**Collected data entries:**
::::

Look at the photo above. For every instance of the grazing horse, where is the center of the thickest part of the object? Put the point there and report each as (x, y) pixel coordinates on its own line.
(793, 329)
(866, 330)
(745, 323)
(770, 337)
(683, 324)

::::

**To do:**
Recast each line of the rows above as a Markdown table with two columns, No. and Line, leaving out blank lines.

**Problem solution:**
| No. | Line |
|---|---|
| 1 | Look at the photo above. For every instance of the grazing horse, where is the center of the thickest part of the object? Put the point there and report each as (x, y) pixel coordinates on its own line. |
| 2 | (793, 329) |
| 3 | (866, 330) |
| 4 | (745, 323) |
| 5 | (770, 337) |
| 6 | (683, 324) |